Write out the lines of the material below exactly as they stand, omitting the pictures from your copy.
-- Start MATERIAL PROVIDED --
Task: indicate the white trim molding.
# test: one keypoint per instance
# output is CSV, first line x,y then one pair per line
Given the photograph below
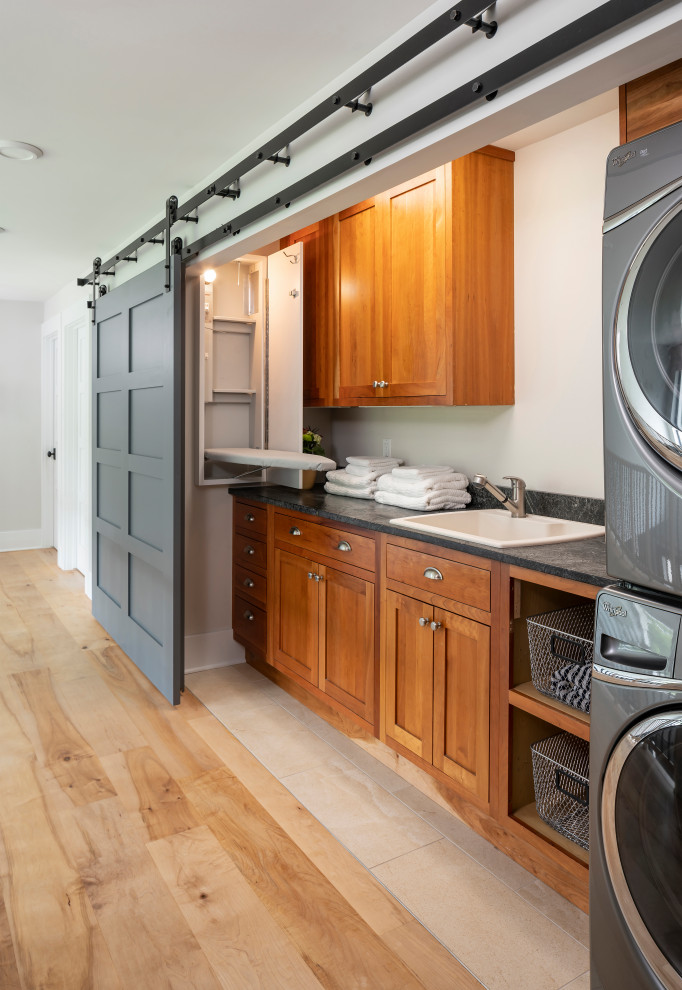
x,y
21,539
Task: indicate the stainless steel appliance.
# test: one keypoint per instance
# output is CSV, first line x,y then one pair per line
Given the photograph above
x,y
636,794
642,282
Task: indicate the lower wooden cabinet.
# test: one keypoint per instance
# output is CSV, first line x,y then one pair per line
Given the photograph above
x,y
437,670
324,629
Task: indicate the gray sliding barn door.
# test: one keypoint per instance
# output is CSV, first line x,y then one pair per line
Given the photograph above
x,y
137,481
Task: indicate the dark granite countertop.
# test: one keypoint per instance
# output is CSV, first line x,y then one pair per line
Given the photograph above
x,y
580,560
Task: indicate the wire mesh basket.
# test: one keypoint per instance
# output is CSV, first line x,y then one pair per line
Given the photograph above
x,y
561,780
561,653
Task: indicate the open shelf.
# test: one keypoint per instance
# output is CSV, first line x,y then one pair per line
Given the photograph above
x,y
527,697
528,816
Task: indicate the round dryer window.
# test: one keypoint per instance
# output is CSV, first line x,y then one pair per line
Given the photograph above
x,y
648,339
641,818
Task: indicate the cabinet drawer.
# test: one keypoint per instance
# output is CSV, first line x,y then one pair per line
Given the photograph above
x,y
250,551
335,543
459,582
250,518
250,584
249,624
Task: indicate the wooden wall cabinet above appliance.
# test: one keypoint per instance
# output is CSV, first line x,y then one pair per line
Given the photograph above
x,y
408,297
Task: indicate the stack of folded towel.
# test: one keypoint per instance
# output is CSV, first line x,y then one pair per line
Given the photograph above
x,y
425,487
359,478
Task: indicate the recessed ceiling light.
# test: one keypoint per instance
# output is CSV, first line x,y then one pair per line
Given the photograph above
x,y
19,151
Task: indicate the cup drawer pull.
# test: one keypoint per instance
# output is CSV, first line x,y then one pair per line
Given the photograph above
x,y
433,574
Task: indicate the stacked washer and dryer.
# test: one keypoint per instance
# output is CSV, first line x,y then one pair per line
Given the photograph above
x,y
636,711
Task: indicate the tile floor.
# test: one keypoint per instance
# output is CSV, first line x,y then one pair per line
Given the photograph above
x,y
509,929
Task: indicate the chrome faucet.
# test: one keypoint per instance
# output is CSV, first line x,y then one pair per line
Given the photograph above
x,y
516,503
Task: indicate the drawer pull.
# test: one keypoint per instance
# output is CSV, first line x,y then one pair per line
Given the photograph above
x,y
433,574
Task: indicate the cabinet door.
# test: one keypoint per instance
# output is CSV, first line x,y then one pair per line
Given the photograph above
x,y
359,301
319,310
414,268
296,615
409,674
347,640
461,722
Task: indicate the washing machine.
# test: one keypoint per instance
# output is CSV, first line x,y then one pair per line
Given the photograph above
x,y
636,793
642,320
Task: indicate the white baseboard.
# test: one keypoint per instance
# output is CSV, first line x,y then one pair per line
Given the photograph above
x,y
21,539
208,650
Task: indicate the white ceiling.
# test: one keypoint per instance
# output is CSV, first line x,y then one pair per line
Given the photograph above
x,y
135,100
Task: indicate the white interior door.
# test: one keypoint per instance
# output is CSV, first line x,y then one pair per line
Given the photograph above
x,y
284,362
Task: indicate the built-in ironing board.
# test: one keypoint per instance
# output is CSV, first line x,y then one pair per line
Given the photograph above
x,y
259,459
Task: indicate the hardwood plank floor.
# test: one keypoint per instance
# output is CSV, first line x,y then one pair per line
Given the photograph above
x,y
143,846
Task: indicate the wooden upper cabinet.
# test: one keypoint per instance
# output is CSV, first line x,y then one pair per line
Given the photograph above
x,y
651,102
319,310
359,283
414,263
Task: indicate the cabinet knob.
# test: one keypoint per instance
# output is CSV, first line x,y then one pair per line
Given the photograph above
x,y
433,574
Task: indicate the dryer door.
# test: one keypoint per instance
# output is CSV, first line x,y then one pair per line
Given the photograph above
x,y
641,817
648,337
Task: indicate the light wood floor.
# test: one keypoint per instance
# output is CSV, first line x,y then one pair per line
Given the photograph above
x,y
142,846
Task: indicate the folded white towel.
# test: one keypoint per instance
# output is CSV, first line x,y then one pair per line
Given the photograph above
x,y
425,503
350,492
351,480
422,470
365,472
373,462
419,486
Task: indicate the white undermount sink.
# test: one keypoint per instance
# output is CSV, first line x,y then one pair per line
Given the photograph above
x,y
498,528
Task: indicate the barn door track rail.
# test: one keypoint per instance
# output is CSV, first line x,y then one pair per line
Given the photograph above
x,y
580,32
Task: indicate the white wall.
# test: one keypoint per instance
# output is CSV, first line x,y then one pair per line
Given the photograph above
x,y
20,454
552,435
-- End MATERIAL PROVIDED --
* **TASK OUTPUT**:
Task: indicate the white trim molding.
# test: one keypoint per instance
# output is CSV, first line x,y then one pair per line
Given the photograph below
x,y
21,539
Task: indicate the stainless steel appliance.
# test: one keypoint per instance
# output is CSV, first line x,y then one pair per line
Given the photograph above
x,y
636,794
642,282
Task: indicate the lower wooden cabinet.
# test: one keypoint per instance
# output is CSV, first line x,y then one pair per line
Given the photograph above
x,y
437,670
324,629
Task: indicate the gray sliding barn door.
# test: one keypoint per instance
# output is CSV, first line x,y then one pair per line
Given the photograph above
x,y
137,481
Task: indicate the dark granite countertop.
# test: one keypoint per instance
# output is CSV, first line x,y then one pair per line
Given the photograph above
x,y
580,560
Task: indicate the wire mesh basket.
# test: one keypoint per instance
# output is CSV, first line x,y then one pair per line
Given the photograph above
x,y
561,780
561,653
Task: indicate the open shelf.
# test: one keypoint per instance
# output is CSV, first line x,y then one pair per line
Given the photograph above
x,y
527,697
528,816
Task: indicate the round dryer window.
# test: one keypoint per instance
# output is CSV, first line x,y then one pair per line
Given the photograph above
x,y
648,339
641,818
Task: indicate the cabinet drawer.
# test: one keypoint per instance
# output is CSV, first line x,y then one pair per line
Given the photograph above
x,y
250,551
335,543
459,582
250,518
250,584
249,624
Task: indicate the wooden wall cabinet above appliance.
# test: one keypoint per instance
# output is CSV, first line x,y then one pair per line
Given the photograph above
x,y
408,297
Task: indicate the stack of folded towel.
# test: one keypoint per instance
# output is CSV, first line x,y then one pair per line
Given the photograph above
x,y
425,487
359,478
Task: indicate the recessed ceiling light.
# test: one keypoint per instance
# output is CSV, first line x,y then one pair per line
Given the photograph above
x,y
19,151
Task: indicate the cup drawer pull.
# test: one keypoint per instance
# output is CSV, first line x,y then one pair per line
Given the photograph above
x,y
433,574
Task: indicate the stacked washer and dryer.
# test: one keypoint per instance
# output is CSV, first line x,y then one pair per line
Given the photograph above
x,y
636,711
Task: indicate the tile floor.
# test: one keypoint per instance
# output is CSV, first line x,y then one pair per line
Given the photograph above
x,y
509,929
Task: indicate the chrome faucet.
# test: one keypoint per instance
# output is CSV, first line x,y then one pair per line
Given the photograph above
x,y
516,503
Task: indicate the drawer pull.
# test: one keypoint per instance
# output is CSV, first line x,y then one pair per line
Given the photograph above
x,y
433,574
Task: indicate the cabinet door.
# test: one keypoint per instance
# output is CSV, first line x,y then one pair per line
Given the photograph above
x,y
359,301
319,310
414,268
296,615
409,674
347,640
461,722
Task: indicate the washing machine.
# test: one keypoint per instance
# output is CSV, first line x,y then one pair per line
Given the photograph above
x,y
636,793
642,320
Task: indicate the white baseboard.
# test: one keypoint per instance
# output is CSV, first line x,y then one pair per line
Given the photograph above
x,y
21,539
208,650
Task: indicate the white ceiling.
# test: one keypoint per instance
# output is CSV, first line x,y then one pair per line
Given the photograph above
x,y
135,100
Task: indicate the white interior door.
# test: one keypoint per instance
# output is CSV, first line x,y then one pair per line
Given the photograph above
x,y
284,362
Task: indicate the built-in ironing board.
# test: one keypoint per instance
# output is CSV, first line x,y then one pair per line
Given the photograph above
x,y
259,459
Task: indicate the hardwood plank floor.
# test: one keypoint per instance
# output is CSV, first line x,y then one pair per line
Given the photograph above
x,y
143,846
Task: indicate the wooden upper cabinet.
# test: one keypoint per instance
# output is CSV, first line x,y then one pair per line
Given the photograph above
x,y
651,102
319,310
359,283
414,263
Task: indicate the cabinet knob.
# test: one keypoint per instance
# output is CSV, first line x,y then one pair per line
Given the photograph above
x,y
433,574
Task: indicate the dryer door.
# test: one keypoint per instance
# output is CSV, first line x,y then one pair per line
Given the photograph above
x,y
641,817
648,337
Task: indicate the light wood floor.
# test: one keypoint per instance
# output is CSV, first line x,y then one pair per line
Given the photograph above
x,y
142,846
Task: indicate the folded white towel.
# test: one keypoint per instance
# output is CSV, first line x,y then one pair per line
Given the photograph above
x,y
425,503
350,492
351,480
422,470
365,472
373,462
419,486
Task: indicate the white undermount sink.
# test: one keypoint per instance
# output is CSV, first line x,y then one pair per line
Given the photograph above
x,y
498,528
Task: indicate the barn door track rail.
# test: one keypoint per instance
# output is CSV, first line x,y then one pair per line
Given the photograph above
x,y
580,32
Task: indicate the white wall.
# test: one keypoint per instance
# output is CSV, first line x,y then one pair per line
Given the photograph above
x,y
20,454
552,435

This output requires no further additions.